## The request
Pick up the forum thread below about portable dog pens for camping and carry it on from the point where it stops.

## Extract provided
-- Begin --

# Lightweight Portable Pen for Dogs?



## luvsgoldens (Apr 17, 2011)

we RV with our 2 large golden retrievers. I really hate putting them on a tie-out type run since they always manage to get tangled up with one another. Has anyone used those fold up exercise pens to use as a means of confining your dog in the RV park/campground? We pull a 30' TT and don't want anything too heavy or hard to pack. Suggestions?


----------



## artmart (Sep 21, 2010)

We had a Chihuahua and used one to three eight panel 2'x2' portable pens. I would stack them in the back of the truck bed and bring out what we needed depending on how large of an enclosure we wanted to make. This provided the little guy with lots of running room. But he was mostly an indoor dog and we used this rarely.

Unfortunately, I think you'd need larger exercise pens (4' x 2') and these would be heavier and larger to transport, plus you have TWO large dogs compared to our one little Chihuahua. But wandering around campgrounds we stay at we've seen owners that use them for there large dogs.


----------



## Nebo (Mar 23, 2011)

-- End --

Rows from a dataset
-- Begin --

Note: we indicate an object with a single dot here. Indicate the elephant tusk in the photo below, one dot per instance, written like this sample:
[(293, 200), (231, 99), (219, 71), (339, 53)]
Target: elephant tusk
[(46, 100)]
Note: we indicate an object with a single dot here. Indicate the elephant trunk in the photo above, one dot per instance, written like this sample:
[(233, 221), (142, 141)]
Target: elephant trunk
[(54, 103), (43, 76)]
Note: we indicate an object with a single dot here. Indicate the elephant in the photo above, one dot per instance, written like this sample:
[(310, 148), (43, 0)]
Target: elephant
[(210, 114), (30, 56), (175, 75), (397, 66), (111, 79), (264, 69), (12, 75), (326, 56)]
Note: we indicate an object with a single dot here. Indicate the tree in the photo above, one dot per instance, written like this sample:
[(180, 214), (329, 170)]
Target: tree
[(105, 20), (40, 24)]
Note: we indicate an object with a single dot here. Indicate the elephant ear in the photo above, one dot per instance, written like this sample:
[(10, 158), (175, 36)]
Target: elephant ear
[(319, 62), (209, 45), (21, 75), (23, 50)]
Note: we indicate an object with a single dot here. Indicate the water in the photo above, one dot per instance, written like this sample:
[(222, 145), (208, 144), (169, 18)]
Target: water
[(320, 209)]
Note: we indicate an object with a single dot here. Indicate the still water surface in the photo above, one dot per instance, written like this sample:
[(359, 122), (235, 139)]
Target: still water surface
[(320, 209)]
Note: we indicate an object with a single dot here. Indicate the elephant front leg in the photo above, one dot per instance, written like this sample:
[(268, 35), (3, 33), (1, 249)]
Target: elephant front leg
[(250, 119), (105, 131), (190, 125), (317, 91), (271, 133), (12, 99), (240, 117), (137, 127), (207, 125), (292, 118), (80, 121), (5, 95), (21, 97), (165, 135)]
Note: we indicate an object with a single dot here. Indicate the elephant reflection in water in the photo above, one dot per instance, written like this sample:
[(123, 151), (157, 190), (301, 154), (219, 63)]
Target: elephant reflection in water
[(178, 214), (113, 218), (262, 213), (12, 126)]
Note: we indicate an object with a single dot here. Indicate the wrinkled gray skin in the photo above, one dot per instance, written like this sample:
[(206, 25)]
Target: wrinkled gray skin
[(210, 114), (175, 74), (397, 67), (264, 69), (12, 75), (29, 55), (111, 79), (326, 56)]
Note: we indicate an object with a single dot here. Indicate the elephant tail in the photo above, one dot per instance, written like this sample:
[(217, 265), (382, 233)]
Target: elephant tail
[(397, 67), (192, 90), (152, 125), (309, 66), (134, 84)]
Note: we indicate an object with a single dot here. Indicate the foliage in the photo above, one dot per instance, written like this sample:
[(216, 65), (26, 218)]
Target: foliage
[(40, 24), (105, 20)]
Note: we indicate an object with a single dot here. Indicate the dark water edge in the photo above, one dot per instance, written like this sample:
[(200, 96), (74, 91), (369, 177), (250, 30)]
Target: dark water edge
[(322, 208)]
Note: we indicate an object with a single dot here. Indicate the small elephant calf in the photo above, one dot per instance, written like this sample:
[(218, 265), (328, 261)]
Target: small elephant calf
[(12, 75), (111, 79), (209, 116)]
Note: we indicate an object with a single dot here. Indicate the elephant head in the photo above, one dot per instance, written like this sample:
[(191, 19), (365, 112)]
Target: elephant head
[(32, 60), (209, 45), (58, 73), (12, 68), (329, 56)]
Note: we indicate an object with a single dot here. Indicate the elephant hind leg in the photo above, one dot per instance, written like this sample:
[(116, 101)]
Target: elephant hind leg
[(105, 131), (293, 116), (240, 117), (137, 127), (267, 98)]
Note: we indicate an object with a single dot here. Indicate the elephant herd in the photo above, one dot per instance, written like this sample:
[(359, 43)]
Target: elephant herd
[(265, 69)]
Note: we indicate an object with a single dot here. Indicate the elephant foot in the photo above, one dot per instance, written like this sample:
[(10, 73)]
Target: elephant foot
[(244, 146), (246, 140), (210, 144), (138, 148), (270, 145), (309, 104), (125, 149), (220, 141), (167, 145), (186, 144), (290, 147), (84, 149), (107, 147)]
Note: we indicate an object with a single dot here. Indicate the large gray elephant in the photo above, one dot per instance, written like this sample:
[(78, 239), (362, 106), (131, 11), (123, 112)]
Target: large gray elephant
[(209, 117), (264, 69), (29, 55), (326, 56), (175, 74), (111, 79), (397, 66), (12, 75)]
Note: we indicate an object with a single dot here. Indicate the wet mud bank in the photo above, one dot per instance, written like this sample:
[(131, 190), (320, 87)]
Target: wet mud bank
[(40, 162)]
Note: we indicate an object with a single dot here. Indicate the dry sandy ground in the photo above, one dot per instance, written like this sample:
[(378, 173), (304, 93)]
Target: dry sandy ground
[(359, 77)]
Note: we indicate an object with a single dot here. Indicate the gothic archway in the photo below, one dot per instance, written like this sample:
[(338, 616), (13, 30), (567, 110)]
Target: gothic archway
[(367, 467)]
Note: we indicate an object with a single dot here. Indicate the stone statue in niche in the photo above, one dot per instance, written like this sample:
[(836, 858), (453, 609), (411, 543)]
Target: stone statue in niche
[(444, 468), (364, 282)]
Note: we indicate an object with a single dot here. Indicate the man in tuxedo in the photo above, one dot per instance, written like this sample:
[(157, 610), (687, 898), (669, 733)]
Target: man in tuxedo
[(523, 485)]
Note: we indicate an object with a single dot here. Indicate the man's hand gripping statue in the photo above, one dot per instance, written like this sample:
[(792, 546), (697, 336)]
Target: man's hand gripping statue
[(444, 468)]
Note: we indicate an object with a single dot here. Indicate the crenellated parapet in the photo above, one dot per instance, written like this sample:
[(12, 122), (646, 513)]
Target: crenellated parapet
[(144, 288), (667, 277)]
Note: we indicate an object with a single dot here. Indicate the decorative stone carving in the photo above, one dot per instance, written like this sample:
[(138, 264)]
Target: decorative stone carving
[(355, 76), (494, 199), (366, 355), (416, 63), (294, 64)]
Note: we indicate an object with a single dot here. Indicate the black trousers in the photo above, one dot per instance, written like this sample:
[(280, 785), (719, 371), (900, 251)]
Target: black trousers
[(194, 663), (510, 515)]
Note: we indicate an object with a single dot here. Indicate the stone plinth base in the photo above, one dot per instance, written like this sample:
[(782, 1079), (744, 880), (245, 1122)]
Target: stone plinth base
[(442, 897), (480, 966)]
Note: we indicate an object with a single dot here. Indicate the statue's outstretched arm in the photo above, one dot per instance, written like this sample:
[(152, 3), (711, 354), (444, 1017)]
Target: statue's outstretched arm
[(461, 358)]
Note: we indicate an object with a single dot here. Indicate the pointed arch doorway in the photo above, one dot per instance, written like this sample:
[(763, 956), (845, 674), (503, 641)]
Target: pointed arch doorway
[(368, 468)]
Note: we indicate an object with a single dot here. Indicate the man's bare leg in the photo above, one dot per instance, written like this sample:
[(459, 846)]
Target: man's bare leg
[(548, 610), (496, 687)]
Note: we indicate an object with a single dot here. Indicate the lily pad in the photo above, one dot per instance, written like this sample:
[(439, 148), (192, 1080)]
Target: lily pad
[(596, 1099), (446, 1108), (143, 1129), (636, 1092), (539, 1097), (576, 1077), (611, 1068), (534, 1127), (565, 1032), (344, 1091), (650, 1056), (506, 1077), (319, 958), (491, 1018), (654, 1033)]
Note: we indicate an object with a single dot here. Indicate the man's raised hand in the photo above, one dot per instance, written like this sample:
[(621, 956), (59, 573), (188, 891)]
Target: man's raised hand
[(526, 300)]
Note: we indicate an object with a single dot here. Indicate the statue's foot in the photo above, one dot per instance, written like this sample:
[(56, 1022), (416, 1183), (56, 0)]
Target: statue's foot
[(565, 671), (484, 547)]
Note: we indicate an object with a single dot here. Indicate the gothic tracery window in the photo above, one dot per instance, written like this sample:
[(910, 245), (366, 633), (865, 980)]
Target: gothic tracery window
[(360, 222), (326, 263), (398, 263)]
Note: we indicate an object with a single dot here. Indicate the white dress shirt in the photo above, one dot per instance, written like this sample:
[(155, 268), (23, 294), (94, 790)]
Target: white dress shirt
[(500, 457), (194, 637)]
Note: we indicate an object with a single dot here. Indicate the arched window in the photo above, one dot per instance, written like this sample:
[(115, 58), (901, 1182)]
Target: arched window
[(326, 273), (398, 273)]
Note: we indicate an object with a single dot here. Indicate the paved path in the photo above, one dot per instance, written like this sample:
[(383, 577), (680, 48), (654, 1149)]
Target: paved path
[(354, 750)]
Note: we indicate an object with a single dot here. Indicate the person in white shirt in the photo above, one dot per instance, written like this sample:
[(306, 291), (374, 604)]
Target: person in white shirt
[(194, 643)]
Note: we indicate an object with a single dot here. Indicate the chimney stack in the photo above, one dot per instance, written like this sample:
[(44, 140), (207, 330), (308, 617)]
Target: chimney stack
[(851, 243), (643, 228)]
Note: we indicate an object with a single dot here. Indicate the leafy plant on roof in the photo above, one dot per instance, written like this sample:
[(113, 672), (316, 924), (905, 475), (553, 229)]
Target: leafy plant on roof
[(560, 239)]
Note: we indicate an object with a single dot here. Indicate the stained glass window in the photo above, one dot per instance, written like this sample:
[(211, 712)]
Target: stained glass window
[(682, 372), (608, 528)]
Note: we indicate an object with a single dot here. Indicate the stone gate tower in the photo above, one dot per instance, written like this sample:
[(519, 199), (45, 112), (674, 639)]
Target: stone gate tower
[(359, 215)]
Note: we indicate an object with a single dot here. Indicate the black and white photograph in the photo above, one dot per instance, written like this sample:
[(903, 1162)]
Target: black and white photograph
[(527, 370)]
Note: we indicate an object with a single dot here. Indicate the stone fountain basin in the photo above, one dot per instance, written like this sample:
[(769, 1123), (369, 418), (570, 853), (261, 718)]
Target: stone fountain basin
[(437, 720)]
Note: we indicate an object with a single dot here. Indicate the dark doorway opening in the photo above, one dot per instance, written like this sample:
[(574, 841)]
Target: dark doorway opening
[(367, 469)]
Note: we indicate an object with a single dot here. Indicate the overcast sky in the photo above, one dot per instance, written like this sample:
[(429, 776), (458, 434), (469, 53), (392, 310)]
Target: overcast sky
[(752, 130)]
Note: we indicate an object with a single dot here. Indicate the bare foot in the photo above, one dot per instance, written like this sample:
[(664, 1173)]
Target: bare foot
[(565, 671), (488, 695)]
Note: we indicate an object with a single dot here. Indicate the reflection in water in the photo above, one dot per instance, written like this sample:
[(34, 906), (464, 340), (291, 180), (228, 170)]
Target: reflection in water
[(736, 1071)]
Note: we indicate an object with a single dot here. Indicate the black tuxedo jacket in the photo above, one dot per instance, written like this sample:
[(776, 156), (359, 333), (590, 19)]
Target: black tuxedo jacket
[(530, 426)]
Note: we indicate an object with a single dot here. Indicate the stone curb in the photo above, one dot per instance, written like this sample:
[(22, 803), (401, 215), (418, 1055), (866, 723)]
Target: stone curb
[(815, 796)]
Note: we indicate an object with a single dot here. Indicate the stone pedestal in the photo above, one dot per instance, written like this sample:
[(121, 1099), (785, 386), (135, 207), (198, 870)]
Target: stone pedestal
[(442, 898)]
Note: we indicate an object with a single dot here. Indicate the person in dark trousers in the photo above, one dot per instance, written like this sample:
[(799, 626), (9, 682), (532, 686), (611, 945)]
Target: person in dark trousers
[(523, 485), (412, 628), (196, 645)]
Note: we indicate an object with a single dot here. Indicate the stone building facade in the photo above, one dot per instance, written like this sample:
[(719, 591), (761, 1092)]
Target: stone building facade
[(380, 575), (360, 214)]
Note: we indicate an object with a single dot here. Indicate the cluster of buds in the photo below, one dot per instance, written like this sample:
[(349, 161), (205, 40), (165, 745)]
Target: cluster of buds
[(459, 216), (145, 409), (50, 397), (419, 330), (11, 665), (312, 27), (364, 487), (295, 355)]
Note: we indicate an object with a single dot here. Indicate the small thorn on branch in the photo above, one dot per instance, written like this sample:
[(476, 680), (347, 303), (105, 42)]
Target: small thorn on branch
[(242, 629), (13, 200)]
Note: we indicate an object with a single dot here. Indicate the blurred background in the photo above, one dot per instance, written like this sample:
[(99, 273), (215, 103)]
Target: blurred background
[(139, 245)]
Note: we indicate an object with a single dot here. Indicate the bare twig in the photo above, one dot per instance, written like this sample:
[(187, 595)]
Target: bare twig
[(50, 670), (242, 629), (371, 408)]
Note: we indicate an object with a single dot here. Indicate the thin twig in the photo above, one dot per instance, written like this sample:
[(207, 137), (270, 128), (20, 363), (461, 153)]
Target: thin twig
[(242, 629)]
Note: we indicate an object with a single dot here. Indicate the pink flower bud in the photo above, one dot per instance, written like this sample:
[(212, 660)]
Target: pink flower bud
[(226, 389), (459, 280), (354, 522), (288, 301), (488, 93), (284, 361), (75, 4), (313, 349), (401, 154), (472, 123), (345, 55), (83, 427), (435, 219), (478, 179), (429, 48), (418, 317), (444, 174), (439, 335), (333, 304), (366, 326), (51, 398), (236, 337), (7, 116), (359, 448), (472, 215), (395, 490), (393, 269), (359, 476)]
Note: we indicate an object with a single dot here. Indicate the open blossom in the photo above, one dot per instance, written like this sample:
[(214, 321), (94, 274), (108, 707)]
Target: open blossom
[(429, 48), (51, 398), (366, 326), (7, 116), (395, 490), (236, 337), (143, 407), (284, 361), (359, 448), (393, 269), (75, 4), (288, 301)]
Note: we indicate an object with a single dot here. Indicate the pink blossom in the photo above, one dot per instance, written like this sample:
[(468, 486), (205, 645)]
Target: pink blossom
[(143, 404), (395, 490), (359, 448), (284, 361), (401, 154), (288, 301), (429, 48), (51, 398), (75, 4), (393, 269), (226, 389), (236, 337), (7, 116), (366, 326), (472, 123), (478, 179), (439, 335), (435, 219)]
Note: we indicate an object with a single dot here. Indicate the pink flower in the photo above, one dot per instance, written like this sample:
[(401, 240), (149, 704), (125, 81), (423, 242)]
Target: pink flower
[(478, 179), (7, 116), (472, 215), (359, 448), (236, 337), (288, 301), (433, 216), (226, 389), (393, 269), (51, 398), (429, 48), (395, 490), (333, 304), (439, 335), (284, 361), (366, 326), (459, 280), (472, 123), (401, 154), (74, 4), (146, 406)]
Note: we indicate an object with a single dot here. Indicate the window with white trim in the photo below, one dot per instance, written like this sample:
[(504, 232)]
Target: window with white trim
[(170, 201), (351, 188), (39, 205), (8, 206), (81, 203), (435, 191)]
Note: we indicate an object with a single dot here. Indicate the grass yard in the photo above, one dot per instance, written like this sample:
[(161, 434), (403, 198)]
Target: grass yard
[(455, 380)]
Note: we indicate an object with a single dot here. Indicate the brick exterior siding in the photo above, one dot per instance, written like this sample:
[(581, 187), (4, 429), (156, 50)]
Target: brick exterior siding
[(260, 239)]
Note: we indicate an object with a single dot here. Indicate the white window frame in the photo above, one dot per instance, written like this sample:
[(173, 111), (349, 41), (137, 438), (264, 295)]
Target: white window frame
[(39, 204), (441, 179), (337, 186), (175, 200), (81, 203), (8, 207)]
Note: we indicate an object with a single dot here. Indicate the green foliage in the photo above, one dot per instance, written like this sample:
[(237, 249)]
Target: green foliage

-- End --

## Result below
We have two English mastiffs...and we do use the folding section pens. They can be set up in any abstract and also added to if drsired, they also can be staked down. Now you would think two 200+ lb dogs would just trompel over/through them but the dogs are perfectly content inside the pen....although one time the park ranger stopped by thinking we were raising livestock. hope this was helpful n happy camping.


----------



## PhilnJill (Aug 3, 2011)

a recent camping trip my wife and had to keep untangling our 2 Labs so I started thinking of a way to pen them that is not cumbersome to transport or setup. after a while I came up with an idea and that is to use a 100ft x 4ft roll of wire fencing with some fence stakes. cheap, fairly light and easy to setup and transport. 

in theory it is a great idea but dont know how it will work out in reality.


----------



## csinns (Mar 1, 2010)

The long roll of wire may prove to be cumbersome to roll up and handle , I would like to hear how it works for you  . I would suggest making 4ft square or 6ft x 4ft wire panels that you can simply clip together with cable ties. it means cutting the ties when its time to move on but they are very cheap to buy. you could also incorporate a door in one panel.


----------



## JoeS (Jun 1, 2011)

My friends use the dog shock collars and they seem to work pretty well. You really only have to use the collar a couple of times and then after that you really dont need to shock them anymore.


----------



## PhilnJill (Aug 3, 2011)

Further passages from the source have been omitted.